Because master is used so commonly, that is what appears here in our example, but it should be easy for developers to adapt this if needed to another branch.

Do this if you are not already on master or use a dev branch if that is in need of repair.

git checkout master   # or your dev branch
git fetch  # update origin/master
git rebase origin/master   # this is the magic.

If you get conflicts, you must resolve them. Yes, it is a minor pain, and you think, hey, I already resolved some of these earlier, why do I have to do it again? But rebase is not smart enough to do that for you. We are only doing this because we had no other way to fix the large file issue. Just be glad you do not have to re-do conflicts for other users too. Sometimes you get lucky and the merges are simple.

vi conflicted-file    # resolve conflicts by editing carefully
git add conflicted-file
git rebase --continue

You can use this if something goes horribly wrong:

git rebase --abort

Sometimes it may get stuck on an empty one where nothing happened, or it was optimized out, just run this to skip to proceed.

git rebase --skip

Now all of your commits are together at the tip, and they have not been pushed to master yet of course.


GIT REBASE INTERACTIVE

Look at the history, all your commits should be at the tip. Stop if not. You should not even see as much as one merge.

Find how far back your unpushed commits go. Then use the sha hash Id of the parent of your commmits which is often the same as the value in origin/master. The goal here is to focus on which commits contain the bad large files that you do not want. We need to remove those files from those commits so it never happened.

* _Set of tasks_:
1. For each statement about the git rebase guide, decide whether it agrees with the text and support your yes or no with the text's deciding words: (a) rebase reuses conflict resolutions you made earlier, (b) git rebase --abort is offered for when something goes badly wrong, (c) after the rebase, your commits have already been pushed to master.
2. Go on with the git rebase guide, starting right after its last sentence.
These records have no connection to the git rebase guide.

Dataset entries

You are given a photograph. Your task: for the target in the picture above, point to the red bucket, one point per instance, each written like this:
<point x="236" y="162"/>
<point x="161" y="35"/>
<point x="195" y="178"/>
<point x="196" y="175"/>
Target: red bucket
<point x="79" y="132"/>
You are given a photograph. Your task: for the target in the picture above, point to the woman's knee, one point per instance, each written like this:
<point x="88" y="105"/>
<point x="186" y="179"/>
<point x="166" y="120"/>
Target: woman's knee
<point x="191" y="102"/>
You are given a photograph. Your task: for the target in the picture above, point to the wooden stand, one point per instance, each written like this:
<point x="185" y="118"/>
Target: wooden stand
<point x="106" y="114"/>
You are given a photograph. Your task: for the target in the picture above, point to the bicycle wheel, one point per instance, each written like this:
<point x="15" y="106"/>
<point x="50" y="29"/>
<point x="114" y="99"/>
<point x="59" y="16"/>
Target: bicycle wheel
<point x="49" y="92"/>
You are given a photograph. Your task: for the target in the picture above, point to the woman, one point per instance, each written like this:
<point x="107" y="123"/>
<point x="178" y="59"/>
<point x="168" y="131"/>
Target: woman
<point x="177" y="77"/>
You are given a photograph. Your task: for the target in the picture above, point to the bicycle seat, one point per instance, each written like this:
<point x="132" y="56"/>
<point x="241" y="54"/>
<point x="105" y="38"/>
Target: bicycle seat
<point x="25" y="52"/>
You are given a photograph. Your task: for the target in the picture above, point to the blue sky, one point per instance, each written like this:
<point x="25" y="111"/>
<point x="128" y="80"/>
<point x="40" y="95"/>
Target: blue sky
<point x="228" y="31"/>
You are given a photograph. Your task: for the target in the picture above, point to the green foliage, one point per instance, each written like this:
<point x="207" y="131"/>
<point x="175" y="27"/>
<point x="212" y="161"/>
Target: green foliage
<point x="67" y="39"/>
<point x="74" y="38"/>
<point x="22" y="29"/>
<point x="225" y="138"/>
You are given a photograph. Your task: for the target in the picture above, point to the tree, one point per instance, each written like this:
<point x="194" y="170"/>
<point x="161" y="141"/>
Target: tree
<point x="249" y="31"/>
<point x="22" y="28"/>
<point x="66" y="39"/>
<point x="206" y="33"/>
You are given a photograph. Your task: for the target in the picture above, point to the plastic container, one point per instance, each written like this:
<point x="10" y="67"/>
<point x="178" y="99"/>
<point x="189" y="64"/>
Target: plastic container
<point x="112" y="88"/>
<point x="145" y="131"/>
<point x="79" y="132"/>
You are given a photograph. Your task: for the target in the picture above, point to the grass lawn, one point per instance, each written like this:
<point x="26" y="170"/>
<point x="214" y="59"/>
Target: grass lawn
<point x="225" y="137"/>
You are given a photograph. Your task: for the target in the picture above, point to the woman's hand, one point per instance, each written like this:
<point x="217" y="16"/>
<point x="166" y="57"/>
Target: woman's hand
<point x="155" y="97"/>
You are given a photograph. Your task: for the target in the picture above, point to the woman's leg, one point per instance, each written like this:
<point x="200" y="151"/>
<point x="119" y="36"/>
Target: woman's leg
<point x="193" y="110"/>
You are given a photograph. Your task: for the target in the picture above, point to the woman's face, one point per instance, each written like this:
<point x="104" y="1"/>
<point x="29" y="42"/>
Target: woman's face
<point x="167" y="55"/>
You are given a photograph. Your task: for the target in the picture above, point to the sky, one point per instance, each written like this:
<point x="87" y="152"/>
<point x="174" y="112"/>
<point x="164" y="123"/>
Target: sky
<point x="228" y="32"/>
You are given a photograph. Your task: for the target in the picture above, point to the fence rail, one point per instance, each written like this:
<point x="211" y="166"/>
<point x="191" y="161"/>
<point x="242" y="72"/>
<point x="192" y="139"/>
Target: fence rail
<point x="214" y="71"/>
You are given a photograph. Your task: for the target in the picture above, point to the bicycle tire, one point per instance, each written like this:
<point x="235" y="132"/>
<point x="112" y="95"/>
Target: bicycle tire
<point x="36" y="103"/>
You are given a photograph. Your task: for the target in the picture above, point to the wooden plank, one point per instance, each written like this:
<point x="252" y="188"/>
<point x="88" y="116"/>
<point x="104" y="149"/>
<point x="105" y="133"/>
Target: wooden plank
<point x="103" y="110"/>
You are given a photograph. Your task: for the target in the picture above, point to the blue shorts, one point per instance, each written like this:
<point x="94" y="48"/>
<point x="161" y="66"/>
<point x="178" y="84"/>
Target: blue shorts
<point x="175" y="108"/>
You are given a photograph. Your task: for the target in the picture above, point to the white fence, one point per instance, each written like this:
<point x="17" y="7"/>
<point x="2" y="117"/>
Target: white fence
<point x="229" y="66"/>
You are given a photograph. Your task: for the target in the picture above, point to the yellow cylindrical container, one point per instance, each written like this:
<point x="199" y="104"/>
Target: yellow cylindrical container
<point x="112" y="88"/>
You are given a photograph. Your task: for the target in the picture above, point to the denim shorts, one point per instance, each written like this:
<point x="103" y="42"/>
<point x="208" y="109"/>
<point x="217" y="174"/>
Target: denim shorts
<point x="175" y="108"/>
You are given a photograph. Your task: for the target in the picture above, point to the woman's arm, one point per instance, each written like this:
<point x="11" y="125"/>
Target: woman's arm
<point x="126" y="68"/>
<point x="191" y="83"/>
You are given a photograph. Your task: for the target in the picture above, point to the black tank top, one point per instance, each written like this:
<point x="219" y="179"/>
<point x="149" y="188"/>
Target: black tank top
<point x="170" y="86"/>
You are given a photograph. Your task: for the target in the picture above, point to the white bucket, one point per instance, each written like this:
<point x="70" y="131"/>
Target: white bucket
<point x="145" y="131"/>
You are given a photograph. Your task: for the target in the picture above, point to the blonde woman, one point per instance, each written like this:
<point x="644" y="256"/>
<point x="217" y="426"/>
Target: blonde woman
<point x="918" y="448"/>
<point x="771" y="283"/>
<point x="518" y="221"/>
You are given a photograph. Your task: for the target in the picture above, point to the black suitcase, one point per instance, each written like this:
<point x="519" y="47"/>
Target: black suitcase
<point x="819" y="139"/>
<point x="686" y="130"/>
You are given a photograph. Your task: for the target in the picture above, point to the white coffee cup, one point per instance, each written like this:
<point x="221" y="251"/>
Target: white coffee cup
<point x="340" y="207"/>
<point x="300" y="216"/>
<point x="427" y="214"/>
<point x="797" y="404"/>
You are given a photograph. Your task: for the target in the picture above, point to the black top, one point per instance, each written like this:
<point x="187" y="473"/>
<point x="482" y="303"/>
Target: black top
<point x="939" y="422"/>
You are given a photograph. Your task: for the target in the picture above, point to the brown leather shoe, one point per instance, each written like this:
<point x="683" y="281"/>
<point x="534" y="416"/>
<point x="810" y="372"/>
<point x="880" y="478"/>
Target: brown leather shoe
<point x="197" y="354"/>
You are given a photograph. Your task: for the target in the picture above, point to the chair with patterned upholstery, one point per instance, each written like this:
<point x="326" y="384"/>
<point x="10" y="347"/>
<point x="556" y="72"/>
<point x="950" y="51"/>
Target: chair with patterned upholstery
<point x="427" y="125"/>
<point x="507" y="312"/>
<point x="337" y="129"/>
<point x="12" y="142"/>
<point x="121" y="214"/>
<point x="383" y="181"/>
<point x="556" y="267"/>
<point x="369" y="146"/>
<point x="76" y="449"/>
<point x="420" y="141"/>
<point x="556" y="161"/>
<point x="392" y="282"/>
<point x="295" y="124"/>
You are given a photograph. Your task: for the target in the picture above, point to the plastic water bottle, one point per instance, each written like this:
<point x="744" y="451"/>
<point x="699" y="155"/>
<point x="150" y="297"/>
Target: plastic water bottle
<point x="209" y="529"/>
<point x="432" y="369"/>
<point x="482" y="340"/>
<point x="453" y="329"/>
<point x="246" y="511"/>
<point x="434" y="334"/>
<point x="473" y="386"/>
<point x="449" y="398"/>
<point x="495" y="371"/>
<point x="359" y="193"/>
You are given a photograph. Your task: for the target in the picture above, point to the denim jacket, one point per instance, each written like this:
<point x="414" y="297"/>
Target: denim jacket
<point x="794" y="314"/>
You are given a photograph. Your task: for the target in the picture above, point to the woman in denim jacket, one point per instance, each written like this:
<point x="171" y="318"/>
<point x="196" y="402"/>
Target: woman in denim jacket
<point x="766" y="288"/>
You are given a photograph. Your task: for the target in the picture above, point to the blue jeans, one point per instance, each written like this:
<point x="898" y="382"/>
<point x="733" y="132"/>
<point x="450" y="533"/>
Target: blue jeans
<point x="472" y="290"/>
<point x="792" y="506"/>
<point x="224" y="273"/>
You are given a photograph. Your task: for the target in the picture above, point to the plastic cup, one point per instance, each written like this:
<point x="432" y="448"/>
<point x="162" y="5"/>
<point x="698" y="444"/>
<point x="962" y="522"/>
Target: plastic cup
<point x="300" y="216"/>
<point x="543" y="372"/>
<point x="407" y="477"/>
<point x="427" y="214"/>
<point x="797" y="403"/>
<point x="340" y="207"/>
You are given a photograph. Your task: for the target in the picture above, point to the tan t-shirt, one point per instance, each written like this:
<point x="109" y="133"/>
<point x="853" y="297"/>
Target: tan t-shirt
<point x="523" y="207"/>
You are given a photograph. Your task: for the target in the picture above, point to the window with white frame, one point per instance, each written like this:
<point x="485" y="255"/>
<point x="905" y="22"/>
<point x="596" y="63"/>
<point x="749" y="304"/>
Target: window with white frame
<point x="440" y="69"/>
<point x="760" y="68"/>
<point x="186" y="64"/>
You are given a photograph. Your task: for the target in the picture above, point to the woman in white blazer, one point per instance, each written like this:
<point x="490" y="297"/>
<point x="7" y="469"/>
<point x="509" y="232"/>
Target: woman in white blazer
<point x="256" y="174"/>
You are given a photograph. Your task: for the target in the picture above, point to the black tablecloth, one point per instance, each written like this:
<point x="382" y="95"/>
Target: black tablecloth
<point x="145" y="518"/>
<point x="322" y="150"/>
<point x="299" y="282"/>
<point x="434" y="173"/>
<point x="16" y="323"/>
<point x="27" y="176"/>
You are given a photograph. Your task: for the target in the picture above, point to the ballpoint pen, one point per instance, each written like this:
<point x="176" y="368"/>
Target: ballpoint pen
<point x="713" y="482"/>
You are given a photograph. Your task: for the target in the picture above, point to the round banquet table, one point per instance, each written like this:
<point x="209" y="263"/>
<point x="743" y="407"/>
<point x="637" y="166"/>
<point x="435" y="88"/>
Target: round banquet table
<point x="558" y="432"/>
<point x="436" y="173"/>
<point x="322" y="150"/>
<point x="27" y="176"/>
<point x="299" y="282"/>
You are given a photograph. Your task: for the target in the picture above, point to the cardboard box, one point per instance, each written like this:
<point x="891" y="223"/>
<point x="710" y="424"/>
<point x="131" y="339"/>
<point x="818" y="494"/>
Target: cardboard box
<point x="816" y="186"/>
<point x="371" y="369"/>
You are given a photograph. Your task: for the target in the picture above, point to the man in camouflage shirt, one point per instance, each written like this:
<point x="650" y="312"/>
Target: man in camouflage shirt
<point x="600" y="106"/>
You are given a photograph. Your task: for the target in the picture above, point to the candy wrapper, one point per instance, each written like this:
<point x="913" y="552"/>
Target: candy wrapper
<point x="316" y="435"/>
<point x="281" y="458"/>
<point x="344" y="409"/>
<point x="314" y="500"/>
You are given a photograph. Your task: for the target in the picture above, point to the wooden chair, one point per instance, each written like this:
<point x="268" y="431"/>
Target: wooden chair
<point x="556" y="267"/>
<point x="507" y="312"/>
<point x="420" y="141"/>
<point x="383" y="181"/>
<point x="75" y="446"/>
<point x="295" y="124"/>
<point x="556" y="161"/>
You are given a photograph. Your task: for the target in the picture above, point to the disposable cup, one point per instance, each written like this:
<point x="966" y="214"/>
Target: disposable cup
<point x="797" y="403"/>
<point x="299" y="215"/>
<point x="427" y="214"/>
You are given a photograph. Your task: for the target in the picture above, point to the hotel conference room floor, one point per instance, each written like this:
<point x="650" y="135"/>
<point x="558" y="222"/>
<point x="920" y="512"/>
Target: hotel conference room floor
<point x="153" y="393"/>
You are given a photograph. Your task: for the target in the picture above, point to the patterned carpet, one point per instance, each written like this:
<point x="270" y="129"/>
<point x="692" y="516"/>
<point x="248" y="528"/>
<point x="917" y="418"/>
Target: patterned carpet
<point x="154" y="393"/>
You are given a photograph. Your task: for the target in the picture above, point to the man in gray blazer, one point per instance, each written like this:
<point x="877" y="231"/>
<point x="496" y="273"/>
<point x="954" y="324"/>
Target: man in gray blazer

* _Results of the tasks_:
1.
(a) No: "But rebase is not smart enough to do that for you."
(b) Yes: "You can use this if something goes horribly wrong:"
(c) No: "they have not been pushed to master yet of course."

2.
Find common ancestor.

git merge-base master origin/master  # can use some dev branch instead of master.

This sha hash id for the common ancestral commit serves is our shaHashIdOnto value.

Save the output for use below and confirm these are your correct commits, and show the bad large files.

git log --stat shaHashIdOnto..HEAD > myCommits.txt  # which will have the too large files

Look at myCommits.txt, can refer to it later as needed. If you see commits that are NOT your work, stop, something is wrong. It should not have any merges in it. If you see that not all of your commits are there, stop, something is wrong.

git rebase -i shaHashIdOnto    # Run this only after confirming it is the correct value.

The rebase command is going to pop up a list of commits with the default action "pick". It should contain the full list of all your unpushed commits on this branch. It should not show commits made by other people, they should all be your work. It should not have any merges in it. If it has the wrong stuff, abort the rebase (see below).

pick f26dd66 Oops large file
pick ce36c98 Oops large file and other stuff to keep.
pick f772d66 Other good stuff to keep

If you have a line for a commit that is no longer needed, for example, the only thing in that commit was the large file that you are trying to get rid of, then simply delete that line. Then the commit will simply be removed and disappear from the rebase result.

If the commit contains the large file but other stuff you want to keep, change it from "pick" to "edit". The system will stop at that commit, and let you edit it.

After changing the default commit list, we delete the first entry, change the 2nd to edit. Save and quit the editor.

edit ce36c98 Oops large file and other stuff to keep.
pick f772d66 Other good stuff to keep

As rebase stops at "Oops large file and other stuff to keep." Remove the offending file from the index.

git rm --cached someLargeFile

Amends the commit, -C HEAD instructs git to reuse the old commit message.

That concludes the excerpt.